[Task objective]: The answer is a number and nothing else: the count of lines in these entries containing the word "white".

[Stored data entries]
|---|

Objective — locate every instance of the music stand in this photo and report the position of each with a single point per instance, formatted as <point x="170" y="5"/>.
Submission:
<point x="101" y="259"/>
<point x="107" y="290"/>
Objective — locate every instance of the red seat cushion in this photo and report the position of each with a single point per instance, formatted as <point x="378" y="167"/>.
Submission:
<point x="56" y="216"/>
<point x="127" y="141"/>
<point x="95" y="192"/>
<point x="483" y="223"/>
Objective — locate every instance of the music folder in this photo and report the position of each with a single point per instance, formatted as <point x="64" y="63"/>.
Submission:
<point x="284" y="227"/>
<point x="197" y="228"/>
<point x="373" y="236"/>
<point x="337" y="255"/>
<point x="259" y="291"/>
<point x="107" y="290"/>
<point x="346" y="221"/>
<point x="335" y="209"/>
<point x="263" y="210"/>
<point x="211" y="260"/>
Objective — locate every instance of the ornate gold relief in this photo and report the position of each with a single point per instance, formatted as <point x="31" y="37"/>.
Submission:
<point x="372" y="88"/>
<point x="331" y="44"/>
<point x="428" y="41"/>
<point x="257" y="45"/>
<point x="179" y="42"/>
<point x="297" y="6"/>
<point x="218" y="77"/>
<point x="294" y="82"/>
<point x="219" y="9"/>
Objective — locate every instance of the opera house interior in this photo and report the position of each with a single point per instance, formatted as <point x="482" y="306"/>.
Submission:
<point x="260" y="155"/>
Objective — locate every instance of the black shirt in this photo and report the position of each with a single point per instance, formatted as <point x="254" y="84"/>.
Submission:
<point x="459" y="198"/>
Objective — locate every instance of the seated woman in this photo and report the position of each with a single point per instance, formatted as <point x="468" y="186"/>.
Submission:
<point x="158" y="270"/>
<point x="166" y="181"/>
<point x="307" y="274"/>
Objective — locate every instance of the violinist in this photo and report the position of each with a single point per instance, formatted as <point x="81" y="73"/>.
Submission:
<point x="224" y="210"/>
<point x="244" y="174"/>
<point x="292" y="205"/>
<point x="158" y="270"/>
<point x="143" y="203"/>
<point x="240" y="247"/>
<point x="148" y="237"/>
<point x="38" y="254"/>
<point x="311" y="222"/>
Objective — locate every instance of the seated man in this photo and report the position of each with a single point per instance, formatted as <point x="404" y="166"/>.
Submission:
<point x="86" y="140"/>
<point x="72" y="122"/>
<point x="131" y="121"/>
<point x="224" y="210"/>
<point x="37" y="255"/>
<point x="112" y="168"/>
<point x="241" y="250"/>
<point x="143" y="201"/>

|---|

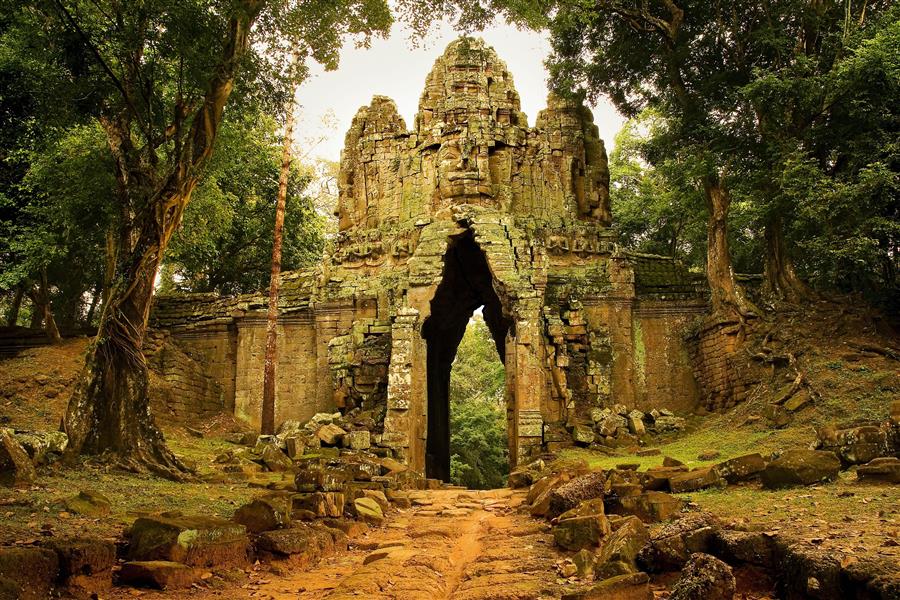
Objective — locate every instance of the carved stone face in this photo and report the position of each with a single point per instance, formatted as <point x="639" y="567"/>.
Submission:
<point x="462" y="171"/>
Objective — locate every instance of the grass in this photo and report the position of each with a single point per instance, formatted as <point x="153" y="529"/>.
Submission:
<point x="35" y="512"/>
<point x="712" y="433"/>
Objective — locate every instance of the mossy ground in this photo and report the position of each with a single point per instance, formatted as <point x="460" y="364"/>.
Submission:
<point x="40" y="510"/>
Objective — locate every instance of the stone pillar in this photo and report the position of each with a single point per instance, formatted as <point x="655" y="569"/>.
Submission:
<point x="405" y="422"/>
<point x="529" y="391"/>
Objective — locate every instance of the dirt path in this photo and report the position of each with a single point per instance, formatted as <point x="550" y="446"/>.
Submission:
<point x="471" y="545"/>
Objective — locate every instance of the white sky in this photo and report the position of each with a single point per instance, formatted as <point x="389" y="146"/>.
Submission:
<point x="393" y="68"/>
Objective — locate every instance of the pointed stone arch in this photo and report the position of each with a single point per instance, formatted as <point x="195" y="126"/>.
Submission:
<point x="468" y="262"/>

|---|

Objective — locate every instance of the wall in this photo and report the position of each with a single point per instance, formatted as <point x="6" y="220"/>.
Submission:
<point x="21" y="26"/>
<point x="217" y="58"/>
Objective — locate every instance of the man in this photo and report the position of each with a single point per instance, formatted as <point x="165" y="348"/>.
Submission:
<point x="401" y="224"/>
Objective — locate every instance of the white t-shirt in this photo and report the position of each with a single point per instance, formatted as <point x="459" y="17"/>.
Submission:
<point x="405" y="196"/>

|---|

[Result below]: 2